Why is it that in the modern day and, as we are so often told, in one of the most liberal and tolerant societies in the world, are drugs not only classified as illegal but are subjected to a degree of social stigma that can be compared to that of an extreme psychological perversion? Recently, Jeremy Clarkson described how even lighting a cigarette at a dinner party can produce the same shock and revulsion as ‘publicly masturbating’.
Why do we find our ‘progressive’ and ‘modernising’ political leaders of both sides of the house, at the slightest whisper of the legalisation of drugs, clustering behind the back benches and party faithful in order to escape the lip-smacking war cry of the suburban housewife, wildly swinging the Daily Mail above her head?
Surely by now we can give up the populist claims of public interest and admit that there is no argument intellectually robust enough to legitimise the complete prohibition of recreational drug use.
No doubt people will claim that the undeniable health benefits of marijuana and even ecstasy simply do not outweigh the negative impact that drug use would have on the fabric of our society. Despite the benefits of ecstasy in the treatment of soldiers suffering from post-traumatic stress, as shown by the recent research conducted by Rick Doblin of the American research group MAPS, one cannot legitimise the use of drugs by the general public. However, the issue is not simply one of medical progression.
It is time we fully addressed the impact the drugs trade has on our society, how the black market which is dominated by criminal gangs, fuels violence, theft, extortion and a general reign of terror that grips the most impoverished areas of our towns and inner-cities. When approximately 55% of the prison population enter the system with a serious drug problem, can we really afford to ignore the obvious correlation between the illegal drugs trade and the crime that inevitably surrounds it? If one considers the contemporary issue of gang crime as analogous to the prohibition of alcohol in 1920s America, perhaps the issue becomes clearer.
But no, it would appear that the concept of drugs as an absolute moral ill has become so engrained in the collective consciousness of the nation that our image of ‘the user’ has become the emaciated, needle scarred, slurring shell of a being that is nothing more than a drain on our society. Yet here is the most fallacious syllogism that has been repeatedly fed by the educational propaganda for the past half a century.
● ● ● ●
=== REQUIRED TASKS ===
[a] In the essay on drug prohibition, list every word or phrase that appears inside single quotation marks.
[b] Answer from the essay on drug prohibition:
(i) Who conducted the recent research on ecstasy in treating soldiers with post-traumatic stress?
(ii) About what percentage of the prison population enters the system with a serious drug problem?
(iii) Which newspaper is the suburban housewife swinging above her head?
[c] Quote the essay on drug prohibition word for word, starting with "Surely by now" and going on through "recreational drug use.".
● ● ● ●
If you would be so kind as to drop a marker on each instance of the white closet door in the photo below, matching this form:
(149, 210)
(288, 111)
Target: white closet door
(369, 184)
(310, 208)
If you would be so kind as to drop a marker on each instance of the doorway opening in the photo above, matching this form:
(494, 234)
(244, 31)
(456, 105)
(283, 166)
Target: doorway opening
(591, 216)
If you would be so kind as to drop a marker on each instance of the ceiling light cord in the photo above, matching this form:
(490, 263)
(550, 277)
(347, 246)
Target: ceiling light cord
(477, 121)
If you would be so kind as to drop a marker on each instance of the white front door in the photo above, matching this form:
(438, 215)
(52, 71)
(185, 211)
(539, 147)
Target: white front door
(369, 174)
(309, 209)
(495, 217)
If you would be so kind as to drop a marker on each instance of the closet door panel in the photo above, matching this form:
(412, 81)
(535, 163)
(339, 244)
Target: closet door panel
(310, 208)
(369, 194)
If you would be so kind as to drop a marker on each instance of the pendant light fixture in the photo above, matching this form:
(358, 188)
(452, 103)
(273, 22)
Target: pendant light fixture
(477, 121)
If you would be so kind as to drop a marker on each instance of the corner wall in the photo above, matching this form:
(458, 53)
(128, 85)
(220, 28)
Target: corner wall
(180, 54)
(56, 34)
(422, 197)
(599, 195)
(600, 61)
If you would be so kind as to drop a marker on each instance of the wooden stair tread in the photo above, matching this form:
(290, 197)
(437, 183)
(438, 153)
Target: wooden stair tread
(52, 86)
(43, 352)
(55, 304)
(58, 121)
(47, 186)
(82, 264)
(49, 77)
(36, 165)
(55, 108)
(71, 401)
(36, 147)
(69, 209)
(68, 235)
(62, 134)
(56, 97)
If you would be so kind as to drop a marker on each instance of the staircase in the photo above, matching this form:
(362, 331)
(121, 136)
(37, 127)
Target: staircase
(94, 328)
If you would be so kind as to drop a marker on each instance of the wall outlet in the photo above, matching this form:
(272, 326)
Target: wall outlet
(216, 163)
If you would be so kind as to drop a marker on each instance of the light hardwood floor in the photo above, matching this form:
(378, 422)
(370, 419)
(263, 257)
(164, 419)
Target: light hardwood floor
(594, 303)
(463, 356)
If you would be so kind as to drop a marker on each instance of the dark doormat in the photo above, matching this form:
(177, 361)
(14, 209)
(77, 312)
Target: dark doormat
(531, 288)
● ● ● ●
=== ANSWERS PROVIDED ===
[a]
‘publicly masturbating’
‘progressive’
‘modernising’
‘the user’

[b]
(i) Rick Doblin of the American research group MAPS
(ii) Approximately 55%
(iii) The Daily Mail

[c]
Surely by now we can give up the populist claims of public interest and admit that there is no argument intellectually robust enough to legitimise the complete prohibition of recreational drug use.